Input data section start

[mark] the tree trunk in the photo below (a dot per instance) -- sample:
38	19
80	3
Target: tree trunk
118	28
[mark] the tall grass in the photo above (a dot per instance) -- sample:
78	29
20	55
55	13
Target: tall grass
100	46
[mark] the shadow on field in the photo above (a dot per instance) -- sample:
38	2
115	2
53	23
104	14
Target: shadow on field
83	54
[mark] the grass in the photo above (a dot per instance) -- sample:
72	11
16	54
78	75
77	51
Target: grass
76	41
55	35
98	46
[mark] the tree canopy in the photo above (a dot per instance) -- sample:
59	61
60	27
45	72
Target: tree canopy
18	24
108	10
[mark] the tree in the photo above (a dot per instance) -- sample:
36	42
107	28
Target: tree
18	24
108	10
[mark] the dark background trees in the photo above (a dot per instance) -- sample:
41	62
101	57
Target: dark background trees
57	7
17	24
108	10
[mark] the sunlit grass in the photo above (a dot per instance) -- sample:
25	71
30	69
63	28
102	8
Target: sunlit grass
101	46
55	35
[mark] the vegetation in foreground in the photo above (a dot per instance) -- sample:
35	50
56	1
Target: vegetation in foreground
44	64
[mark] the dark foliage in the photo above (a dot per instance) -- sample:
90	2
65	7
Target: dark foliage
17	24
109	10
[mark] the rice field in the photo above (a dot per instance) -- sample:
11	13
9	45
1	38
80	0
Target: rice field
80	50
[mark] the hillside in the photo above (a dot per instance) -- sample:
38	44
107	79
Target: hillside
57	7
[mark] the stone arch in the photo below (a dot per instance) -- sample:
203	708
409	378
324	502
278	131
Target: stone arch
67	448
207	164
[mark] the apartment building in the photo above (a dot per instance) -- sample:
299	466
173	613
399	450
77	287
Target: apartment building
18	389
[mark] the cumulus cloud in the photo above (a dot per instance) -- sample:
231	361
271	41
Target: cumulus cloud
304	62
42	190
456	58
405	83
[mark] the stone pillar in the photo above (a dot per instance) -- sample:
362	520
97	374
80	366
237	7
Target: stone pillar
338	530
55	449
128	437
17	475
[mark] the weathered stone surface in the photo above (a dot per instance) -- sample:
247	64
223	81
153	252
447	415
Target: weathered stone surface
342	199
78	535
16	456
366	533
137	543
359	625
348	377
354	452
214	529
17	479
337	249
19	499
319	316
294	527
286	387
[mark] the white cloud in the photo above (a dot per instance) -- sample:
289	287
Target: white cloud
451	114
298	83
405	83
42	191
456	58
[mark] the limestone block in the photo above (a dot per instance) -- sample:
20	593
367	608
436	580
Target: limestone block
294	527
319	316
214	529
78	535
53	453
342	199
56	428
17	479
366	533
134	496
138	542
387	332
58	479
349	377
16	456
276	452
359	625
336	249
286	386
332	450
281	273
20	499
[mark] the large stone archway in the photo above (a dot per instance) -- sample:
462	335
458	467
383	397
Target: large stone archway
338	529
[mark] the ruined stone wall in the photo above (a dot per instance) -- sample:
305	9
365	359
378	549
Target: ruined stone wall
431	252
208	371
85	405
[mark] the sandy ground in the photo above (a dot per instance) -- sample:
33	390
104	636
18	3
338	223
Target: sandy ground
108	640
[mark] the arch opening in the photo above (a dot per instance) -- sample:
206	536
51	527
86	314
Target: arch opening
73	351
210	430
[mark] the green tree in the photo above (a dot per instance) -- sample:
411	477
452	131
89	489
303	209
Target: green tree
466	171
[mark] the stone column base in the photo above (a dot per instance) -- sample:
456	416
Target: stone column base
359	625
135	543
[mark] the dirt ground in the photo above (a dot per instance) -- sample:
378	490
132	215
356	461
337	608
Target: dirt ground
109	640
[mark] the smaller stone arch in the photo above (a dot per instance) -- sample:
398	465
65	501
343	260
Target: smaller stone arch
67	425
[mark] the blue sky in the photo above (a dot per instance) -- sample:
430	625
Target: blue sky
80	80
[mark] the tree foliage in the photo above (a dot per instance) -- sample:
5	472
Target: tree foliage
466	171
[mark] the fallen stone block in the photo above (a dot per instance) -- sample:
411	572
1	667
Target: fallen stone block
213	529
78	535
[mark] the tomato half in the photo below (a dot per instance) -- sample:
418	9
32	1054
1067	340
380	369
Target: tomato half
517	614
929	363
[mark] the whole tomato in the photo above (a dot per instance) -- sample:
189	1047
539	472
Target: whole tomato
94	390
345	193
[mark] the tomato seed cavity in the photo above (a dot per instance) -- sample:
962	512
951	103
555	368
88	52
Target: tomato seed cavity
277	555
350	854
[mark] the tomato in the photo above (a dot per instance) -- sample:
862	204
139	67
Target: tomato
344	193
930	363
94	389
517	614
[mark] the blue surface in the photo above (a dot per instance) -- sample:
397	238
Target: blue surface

Input data section end

[Problem to work on]:
Go through the records and output them all, word for word.

[Solution to this problem]:
[mark] the tree trunk in the photo below (a dot per instance) -- sample:
38	19
80	3
Target: tree trunk
118	28
[mark] the tall grass in the photo above (a dot per instance) -- sample:
78	29
20	55
55	13
Target: tall grass
100	46
[mark] the shadow on field in the photo above (a dot per instance) -- sample:
38	2
115	2
53	23
104	14
Target: shadow on field
83	54
[mark] the grass in the photo above (a dot per instance) -- sample:
72	11
16	54
78	75
77	51
Target: grass
76	41
55	35
98	46
[mark] the tree canopy in the photo above (a dot per instance) -- sample:
59	61
60	27
45	72
Target: tree canopy
18	24
108	10
[mark] the tree in the photo above (a dot per instance) -- sample:
36	42
107	28
Target: tree
18	24
108	10
[mark] the dark background trees in the photo above (a dot per instance) -- sample:
41	62
101	57
Target: dark background trees
57	7
17	24
108	10
[mark] the sunlit grass in the photo above (a dot per instance) -- sample:
25	71
30	69
63	28
102	8
Target: sunlit grass
101	46
55	35
[mark] the vegetation in foreground in the photo above (a dot per instance) -- sample:
35	50
56	1
Target: vegetation in foreground
44	64
[mark] the dark foliage in the photo above (a dot per instance) -- sample:
90	2
65	7
Target: dark foliage
17	24
109	10
[mark] the rice field in the photo above (a dot per instance) -- sample:
11	13
9	45
1	38
80	0
Target: rice field
80	50
[mark] the hillside in the photo above (a dot per instance) -- sample:
38	44
107	79
Target: hillside
57	7
[mark] the stone arch in the photo below (a dot per instance) -- sample:
203	708
409	378
324	502
278	131
Target: stone arch
67	448
207	164
[mark] the apartment building in the photo above (a dot per instance) -- sample:
299	466
173	613
399	450
77	287
Target: apartment building
18	389
[mark] the cumulus cloud in the photo above (a dot per instance) -- sample:
231	361
271	41
Target: cumulus cloud
304	62
42	190
456	58
405	83
[mark] the stone pillar in the photo above (a dot per instance) -- sample:
362	520
97	374
80	366
237	7
Target: stone pillar
338	530
55	449
128	437
17	475
[mark] the weathered stone surface in the photo above (a dot per instance) -- sample:
247	64
223	81
153	252
447	415
Target: weathered stone surface
342	199
78	535
16	456
366	533
137	543
359	625
348	377
354	452
214	529
17	479
337	249
19	499
319	316
294	527
286	387
[mark] the white cloud in the photo above (a dot per instance) -- sample:
289	287
Target: white cloud
451	114
298	83
405	83
42	191
456	58
[mark] the limestone block in the photo above (a dot per instance) -- sample:
20	593
367	608
436	580
Target: limestone block
294	527
319	316
214	529
78	535
53	453
342	199
56	428
17	479
366	533
134	496
138	542
387	332
58	479
349	377
16	456
276	452
359	625
336	249
286	386
332	450
281	273
20	499
[mark] the large stone archway in the photo above (a dot per instance) -- sample:
462	335
458	467
383	397
Target: large stone archway
338	529
[mark] the ruined stone wall in the photo above (a dot per instance) -- sample:
305	9
365	359
378	549
Target: ruined stone wall
431	252
208	371
85	405
[mark] the sandy ground in the photo above (a dot per instance) -- sample:
33	390
104	636
18	3
338	223
Target: sandy ground
108	640
[mark] the arch opening in the photo above (a dot per instance) -- sample:
206	536
51	527
86	314
Target: arch opening
73	351
210	430
[mark] the green tree in the photo above (a dot per instance) -- sample:
411	477
452	131
89	489
303	209
Target: green tree
466	171
[mark] the stone column base in the photo above (a dot per instance) -- sample:
456	416
Target: stone column base
359	625
135	543
[mark] the dirt ground in the photo above (a dot per instance) -- sample:
378	490
132	215
356	461
337	608
Target: dirt ground
109	640
[mark] the smaller stone arch in the photo above (a dot per instance) -- sample:
398	465
65	501
343	260
Target: smaller stone arch
67	425
[mark] the blue sky in the photo above (a dot per instance) -- sample:
430	625
Target: blue sky
80	80
[mark] the tree foliage in the photo above (a dot per instance) -- sample:
5	472
Target: tree foliage
466	171
[mark] the fallen stone block in the photo above (a dot per instance) -- sample:
411	572
1	667
Target: fallen stone block
213	529
78	535
[mark] the tomato half in the photo below (a dot per instance) -- sample:
418	9
32	1054
1067	340
380	369
Target: tomato half
517	614
929	363
[mark] the whole tomato in the photo above (a dot per instance) -- sample:
189	1047
539	472
Target: whole tomato
94	390
345	193
[mark] the tomato seed cavity in the photo above (a dot per instance) -- sample:
962	512
951	103
555	368
88	52
Target: tomato seed cavity
277	555
350	854
[mark] the tomato in the photo above (a dot per instance) -- sample:
862	204
139	67
Target: tomato
344	193
930	363
94	389
517	614
[mark] the blue surface in the photo above (a dot per instance) -- sample:
397	238
Target: blue surface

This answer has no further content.